Problem statement:
Edit the items from the line containing "I need to find the cumulus" through the line containing "[420,386,443,441]", replacing "interface" with "scene" and leaving everything else unchanged. Return only those lines.

[Dataset excerpt]
━━━━━━━━━━━━━━━━
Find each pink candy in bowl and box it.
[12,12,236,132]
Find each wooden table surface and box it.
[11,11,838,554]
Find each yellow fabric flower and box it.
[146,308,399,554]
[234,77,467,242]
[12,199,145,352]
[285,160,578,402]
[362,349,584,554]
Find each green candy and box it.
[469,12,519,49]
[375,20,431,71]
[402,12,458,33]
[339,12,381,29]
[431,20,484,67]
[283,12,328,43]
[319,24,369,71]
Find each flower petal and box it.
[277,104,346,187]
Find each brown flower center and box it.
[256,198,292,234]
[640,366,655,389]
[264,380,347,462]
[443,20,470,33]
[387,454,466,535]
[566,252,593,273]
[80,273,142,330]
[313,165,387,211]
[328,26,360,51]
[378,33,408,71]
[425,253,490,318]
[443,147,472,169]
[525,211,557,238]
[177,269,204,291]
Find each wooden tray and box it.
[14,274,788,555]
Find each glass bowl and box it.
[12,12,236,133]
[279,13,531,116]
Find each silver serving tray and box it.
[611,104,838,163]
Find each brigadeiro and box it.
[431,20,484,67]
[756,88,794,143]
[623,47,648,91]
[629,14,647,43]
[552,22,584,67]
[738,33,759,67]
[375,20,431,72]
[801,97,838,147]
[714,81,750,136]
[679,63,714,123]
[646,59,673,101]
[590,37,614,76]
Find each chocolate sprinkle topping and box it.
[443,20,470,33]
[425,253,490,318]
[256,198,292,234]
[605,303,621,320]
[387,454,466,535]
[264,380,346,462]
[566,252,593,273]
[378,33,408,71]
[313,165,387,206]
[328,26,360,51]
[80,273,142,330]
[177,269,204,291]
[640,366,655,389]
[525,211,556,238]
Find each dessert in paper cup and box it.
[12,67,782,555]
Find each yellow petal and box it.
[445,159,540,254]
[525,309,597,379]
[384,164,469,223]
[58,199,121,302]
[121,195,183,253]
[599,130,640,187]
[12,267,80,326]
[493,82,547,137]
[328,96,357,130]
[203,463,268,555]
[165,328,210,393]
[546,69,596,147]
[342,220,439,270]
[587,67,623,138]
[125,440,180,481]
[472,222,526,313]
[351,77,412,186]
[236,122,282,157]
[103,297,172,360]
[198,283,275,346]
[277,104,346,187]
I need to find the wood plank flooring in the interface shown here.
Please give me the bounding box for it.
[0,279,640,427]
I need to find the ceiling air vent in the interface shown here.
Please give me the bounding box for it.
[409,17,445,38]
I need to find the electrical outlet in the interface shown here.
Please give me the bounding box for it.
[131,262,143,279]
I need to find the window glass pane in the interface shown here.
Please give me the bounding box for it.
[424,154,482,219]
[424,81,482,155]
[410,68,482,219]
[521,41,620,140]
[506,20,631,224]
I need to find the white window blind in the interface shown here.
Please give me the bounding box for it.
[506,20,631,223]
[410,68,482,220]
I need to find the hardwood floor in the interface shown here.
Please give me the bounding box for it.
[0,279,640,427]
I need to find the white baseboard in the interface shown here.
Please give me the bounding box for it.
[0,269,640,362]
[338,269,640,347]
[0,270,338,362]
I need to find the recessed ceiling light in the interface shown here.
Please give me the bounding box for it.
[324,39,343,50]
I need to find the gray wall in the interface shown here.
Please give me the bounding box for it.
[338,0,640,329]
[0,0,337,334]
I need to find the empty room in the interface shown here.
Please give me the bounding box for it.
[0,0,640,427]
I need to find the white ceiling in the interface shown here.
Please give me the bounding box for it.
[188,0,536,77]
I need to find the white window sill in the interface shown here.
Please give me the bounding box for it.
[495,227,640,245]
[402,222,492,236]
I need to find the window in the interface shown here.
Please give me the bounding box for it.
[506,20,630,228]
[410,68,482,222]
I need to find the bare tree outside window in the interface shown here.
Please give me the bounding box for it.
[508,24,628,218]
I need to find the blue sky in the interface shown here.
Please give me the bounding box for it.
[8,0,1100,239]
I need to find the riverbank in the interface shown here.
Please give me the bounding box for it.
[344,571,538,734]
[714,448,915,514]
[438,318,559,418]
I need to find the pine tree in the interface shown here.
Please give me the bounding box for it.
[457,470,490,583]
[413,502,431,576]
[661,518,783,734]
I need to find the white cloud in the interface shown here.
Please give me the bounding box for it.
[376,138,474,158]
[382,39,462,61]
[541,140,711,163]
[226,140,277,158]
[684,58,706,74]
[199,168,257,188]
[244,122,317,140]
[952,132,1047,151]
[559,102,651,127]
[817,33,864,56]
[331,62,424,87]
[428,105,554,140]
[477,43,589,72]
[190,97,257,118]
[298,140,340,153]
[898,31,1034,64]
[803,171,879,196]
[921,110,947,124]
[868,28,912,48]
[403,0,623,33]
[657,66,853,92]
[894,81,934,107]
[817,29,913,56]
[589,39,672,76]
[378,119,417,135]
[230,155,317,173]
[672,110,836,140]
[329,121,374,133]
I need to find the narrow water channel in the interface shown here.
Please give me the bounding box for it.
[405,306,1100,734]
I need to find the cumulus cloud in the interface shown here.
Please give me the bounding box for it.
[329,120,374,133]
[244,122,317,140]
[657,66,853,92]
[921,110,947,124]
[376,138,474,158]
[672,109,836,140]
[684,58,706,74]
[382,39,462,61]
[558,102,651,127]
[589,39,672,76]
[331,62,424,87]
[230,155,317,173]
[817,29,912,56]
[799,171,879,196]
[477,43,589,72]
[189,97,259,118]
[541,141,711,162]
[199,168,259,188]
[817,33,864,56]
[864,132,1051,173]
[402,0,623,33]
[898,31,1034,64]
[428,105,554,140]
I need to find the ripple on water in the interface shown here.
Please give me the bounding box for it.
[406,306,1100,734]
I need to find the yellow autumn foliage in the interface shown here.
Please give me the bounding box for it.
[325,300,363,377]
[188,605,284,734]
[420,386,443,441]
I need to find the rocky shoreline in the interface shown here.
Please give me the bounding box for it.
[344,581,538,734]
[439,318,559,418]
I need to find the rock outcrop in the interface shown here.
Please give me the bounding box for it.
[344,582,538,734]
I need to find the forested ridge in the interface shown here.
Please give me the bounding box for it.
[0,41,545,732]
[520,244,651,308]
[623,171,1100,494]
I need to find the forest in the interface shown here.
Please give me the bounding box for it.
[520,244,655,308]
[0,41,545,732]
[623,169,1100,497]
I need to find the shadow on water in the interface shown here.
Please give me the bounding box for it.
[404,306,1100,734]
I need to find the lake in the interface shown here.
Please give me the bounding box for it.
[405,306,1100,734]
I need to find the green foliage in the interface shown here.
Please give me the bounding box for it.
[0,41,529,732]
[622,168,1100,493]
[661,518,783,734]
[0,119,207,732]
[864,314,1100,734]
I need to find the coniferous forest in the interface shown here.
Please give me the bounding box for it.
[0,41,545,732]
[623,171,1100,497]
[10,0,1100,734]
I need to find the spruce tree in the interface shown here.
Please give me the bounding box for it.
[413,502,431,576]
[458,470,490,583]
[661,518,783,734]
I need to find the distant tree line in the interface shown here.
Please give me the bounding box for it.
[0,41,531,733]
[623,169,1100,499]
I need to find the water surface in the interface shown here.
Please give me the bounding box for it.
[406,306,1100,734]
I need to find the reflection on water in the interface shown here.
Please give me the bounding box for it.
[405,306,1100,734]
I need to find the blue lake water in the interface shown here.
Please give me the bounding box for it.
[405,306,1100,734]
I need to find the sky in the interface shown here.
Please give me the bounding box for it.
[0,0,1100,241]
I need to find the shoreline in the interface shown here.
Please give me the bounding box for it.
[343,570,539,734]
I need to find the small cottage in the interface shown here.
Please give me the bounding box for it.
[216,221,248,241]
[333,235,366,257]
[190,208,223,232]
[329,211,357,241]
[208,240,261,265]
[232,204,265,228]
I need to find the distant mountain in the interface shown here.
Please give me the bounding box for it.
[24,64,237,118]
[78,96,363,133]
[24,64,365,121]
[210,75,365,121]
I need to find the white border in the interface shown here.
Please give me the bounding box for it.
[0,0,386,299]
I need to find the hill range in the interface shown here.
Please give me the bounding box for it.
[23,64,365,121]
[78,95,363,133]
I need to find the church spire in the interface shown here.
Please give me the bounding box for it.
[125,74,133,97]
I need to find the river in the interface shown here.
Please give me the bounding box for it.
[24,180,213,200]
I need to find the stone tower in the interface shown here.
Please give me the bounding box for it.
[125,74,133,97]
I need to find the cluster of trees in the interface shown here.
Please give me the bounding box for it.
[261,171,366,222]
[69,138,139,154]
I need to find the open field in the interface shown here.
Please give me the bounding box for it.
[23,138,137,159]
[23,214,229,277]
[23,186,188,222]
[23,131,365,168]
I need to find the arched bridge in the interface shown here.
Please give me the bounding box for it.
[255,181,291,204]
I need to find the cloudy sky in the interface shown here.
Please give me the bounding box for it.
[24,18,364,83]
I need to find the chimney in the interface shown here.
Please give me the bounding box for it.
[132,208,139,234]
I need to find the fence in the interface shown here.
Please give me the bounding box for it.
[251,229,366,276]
━━━━━━━━━━━━━━━━
Written response:
I need to find the cumulus cloud in the scene shown here.
Please give me the bounding box for it.
[329,120,374,133]
[244,122,317,140]
[657,66,853,92]
[921,110,947,124]
[376,138,474,158]
[672,109,836,140]
[684,58,706,74]
[382,39,462,61]
[558,102,651,127]
[589,39,672,76]
[331,62,424,87]
[230,155,317,173]
[817,29,912,56]
[799,171,879,196]
[477,43,589,72]
[189,97,259,118]
[541,141,711,162]
[199,168,259,188]
[817,33,864,56]
[864,132,1051,173]
[402,0,623,33]
[898,31,1034,64]
[428,105,554,140]
I need to find the ripple on water in the scene shown here.
Please give me the bounding box for it.
[406,306,1100,734]
I need to find the yellow autumn foliage in the scene shown here.
Please give me the bounding box for it.
[325,300,363,377]
[188,605,284,734]
[420,386,443,441]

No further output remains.